_Prompt A_
Set down the part of the bicycle forum thread starting at "I only have" and ending at "calipers too much)".

# My New Corsa



## fasteddy07 (Jun 4, 2007)

The next to be built -

I had an NOS Corsa Frame. Went full Rival - (tired of scrounging for period groups)

Someone told me I was nuts with a 'white bike' but I am liking the black / white / red thing..

Anyway - here it is in dry fit mode....


----------



## martinrjensen (Sep 23, 2007)

I went with more modern gruppo's on my bikes too. You will like the ride.


----------



## fasteddy07 (Jun 4, 2007)

I do like shifting on the brake -

I have an MX-Leader in DA 8, my Corsa Extra is in DA-8 , both with brifters and a Professional in DA-8 with indexed on the down-tube shifters.

My 1XM is in 7900 - sweet 

BUT - 

The bestest shifting rig - bar none is the corsa extra in DA 7400 8 Speed brifters - 

Just cant get going in putting together another set of that...

I only have one friction shifting classic in the stable. Don't ride that much


----------



## latman (Apr 24, 2004)

I have a DA 7 spd Criterium and a 7410 DA 8spd STI Strada OS and that STI shifting is just as good as anything newer I have. (I Must admit i don't love Downtube shifting or single pivot calipers too much)


----------



## fasteddy07 (Jun 4, 2007)

*Agreed -*

Single pivot is rough compared to current dual pivot - but it gets the job done. 

If I have been on the cross bike, I nearly launch myself first time back on my Corsa with single pivots - then if I have been on that for a while and get on the 7900 equipped carbon Merckx I nearly launch off of that after the first couple of stops.

_Given records_
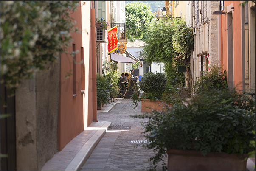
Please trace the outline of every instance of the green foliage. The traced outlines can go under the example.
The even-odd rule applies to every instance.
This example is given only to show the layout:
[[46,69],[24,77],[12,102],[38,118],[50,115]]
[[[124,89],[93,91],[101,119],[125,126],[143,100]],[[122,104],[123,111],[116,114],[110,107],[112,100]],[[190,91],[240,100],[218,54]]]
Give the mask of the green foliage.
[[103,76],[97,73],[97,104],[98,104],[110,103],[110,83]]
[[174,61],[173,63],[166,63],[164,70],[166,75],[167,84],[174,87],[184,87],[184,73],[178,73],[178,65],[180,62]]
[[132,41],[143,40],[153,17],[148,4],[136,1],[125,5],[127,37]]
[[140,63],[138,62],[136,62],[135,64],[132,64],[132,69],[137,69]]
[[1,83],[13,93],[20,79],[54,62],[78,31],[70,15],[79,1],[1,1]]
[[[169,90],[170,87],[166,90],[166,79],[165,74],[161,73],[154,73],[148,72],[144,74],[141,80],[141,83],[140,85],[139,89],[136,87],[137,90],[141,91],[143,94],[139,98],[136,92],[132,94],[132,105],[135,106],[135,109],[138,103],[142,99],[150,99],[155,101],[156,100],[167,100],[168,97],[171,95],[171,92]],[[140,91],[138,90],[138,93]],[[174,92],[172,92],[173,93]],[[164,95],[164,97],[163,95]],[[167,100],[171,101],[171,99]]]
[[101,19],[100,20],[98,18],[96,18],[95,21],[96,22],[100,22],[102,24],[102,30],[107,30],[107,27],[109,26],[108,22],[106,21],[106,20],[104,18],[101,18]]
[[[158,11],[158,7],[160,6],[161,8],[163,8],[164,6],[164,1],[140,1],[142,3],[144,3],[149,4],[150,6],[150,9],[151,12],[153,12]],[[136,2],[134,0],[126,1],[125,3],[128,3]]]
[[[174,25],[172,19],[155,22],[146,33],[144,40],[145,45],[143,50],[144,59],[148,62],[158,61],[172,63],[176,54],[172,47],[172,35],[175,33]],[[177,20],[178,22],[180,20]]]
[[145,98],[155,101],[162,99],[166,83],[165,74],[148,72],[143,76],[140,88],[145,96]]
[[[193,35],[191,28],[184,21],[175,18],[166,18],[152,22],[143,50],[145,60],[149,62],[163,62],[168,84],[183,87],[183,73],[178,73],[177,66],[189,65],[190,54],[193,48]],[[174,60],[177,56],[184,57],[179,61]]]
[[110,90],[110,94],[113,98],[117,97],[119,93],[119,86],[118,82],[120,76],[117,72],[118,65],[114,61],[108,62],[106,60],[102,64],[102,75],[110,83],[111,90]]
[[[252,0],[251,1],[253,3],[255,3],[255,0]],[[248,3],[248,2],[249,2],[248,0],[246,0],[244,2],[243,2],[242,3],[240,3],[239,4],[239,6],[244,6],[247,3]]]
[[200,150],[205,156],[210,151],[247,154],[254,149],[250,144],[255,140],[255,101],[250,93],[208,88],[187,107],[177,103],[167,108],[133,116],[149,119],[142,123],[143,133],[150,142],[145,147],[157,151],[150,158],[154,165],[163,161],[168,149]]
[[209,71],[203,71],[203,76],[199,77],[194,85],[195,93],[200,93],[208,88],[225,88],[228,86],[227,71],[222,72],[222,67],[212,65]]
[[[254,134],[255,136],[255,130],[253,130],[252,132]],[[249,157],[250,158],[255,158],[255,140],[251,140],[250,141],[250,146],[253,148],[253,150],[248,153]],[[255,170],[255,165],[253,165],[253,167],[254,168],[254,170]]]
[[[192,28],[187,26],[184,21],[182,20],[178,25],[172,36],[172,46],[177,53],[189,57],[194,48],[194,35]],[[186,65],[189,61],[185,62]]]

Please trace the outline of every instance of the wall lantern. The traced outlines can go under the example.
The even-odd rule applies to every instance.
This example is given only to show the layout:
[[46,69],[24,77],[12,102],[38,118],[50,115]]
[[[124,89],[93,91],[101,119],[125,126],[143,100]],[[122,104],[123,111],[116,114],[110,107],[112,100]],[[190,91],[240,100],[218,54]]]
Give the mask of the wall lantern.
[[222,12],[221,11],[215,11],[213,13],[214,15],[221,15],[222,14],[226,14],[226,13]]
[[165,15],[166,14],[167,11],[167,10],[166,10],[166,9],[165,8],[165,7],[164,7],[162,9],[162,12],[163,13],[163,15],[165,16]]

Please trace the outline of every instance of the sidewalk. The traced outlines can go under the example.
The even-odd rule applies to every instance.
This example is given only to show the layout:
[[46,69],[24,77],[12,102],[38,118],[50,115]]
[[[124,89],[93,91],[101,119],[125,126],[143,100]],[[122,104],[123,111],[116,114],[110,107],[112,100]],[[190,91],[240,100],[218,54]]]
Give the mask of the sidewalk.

_Prompt B_
Identify every line of the listing above that contains the string "mask", and copy each one.

_Task result A_
I only have one friction shifting classic in the stable. Don't ride that much


----------



## latman (Apr 24, 2004)

I have a DA 7 spd Criterium and a 7410 DA 8spd STI Strada OS and that STI shifting is just as good as anything newer I have. (I Must admit i don't love Downtube shifting or single pivot calipers too much)

_Task result B_
Give the mask of the green foliage.
Give the mask of the wall lantern.
Give the mask of the sidewalk.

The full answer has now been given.